§ TAREFAS
1 – Devolva, sem nenhuma alteração, a parte do trecho sobre a inflação que começa em "Desde setembro de" e vai até "da área política.".
2 – Por favor, liste os anos mencionados no trecho sobre a inflação, sem repetir nenhum.
3 – Estenda o trecho sobre a inflação, escrevendo a continuação a partir da última frase dele.

§ TRECHO FORNECIDO
# # # #
Em fevereiro, o IPCA (Índice Nacional de Preços ao Consumidor Amplo) atingiu 10,54% no acumulado de 12 meses.
 

Desde setembro de 2021, ou seja, há seis meses, o indicador registra inflação de dois dígitos nessa base de comparação.
 

A última sequência tão ou mais longa de IPCA acima de 10% ocorreu entre 2002 e 2003. À época, a inflação acumulada em 12 meses ficou em dois dígitos durante 13 divulgações, de novembro de 2002 a novembro de 2003, sob efeito da pressão do câmbio em meio a turbulências da área política.
 

Na visão de economistas, a taxa atual de 10,54% espelha em grande parte os efeitos da pandemia sobre os preços. Durante a crise sanitária, cadeias produtivas globais foram desajustadas, causando descompasso entre oferta e procura.
# # # #
§ DADOS FORNECIDOS
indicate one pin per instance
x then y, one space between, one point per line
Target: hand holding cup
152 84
# # # #
§ RESPOSTAS POR ITEM
1 –
Desde setembro de 2021, ou seja, há seis meses, o indicador registra inflação de dois dígitos nessa base de comparação.
 

A última sequência tão ou mais longa de IPCA acima de 10% ocorreu entre 2002 e 2003. À época, a inflação acumulada em 12 meses ficou em dois dígitos durante 13 divulgações, de novembro de 2002 a novembro de 2003, sob efeito da pressão do câmbio em meio a turbulências da área política.

2 – 2021, 2002, 2003

3 –
Ao mesmo tempo, petróleo e commodities agrícolas tiveram alta. Com o dólar subindo no Brasil em meio a episódios de tensão política, o resultado foi o impacto sobre os preços finais de produtos como combustíveis e alimentos.
 

A inflação também foi pressionada nos últimos 12 meses por fatores como a crise hídrica, que encareceu as contas de luz.
 

Para complicar a situação, os efeitos econômicos da guerra entre Ucrânia e Rússia devem dificultar o combate ao avanço generalizado dos preços a partir de março.
 

É que o conflito causou nova disparada de commodities como o petróleo, e os reflexos começam a chegar ao bolso dos brasileiros.
 

Em razão do avanço das cotações no mercado internacional, a Petrobras anunciou na quinta (10) um mega-aumento de gasolina, óleo diesel e gás de cozinha nas refinarias.
 

O reajuste passou a valer nesta sexta, e o temor de analistas é que a alta dos combustíveis se espalhe por diferentes setores da economia. Assim, a desaceleração do IPCA para baixo de 10% no acumulado de 12 meses tende a ser mais complicada.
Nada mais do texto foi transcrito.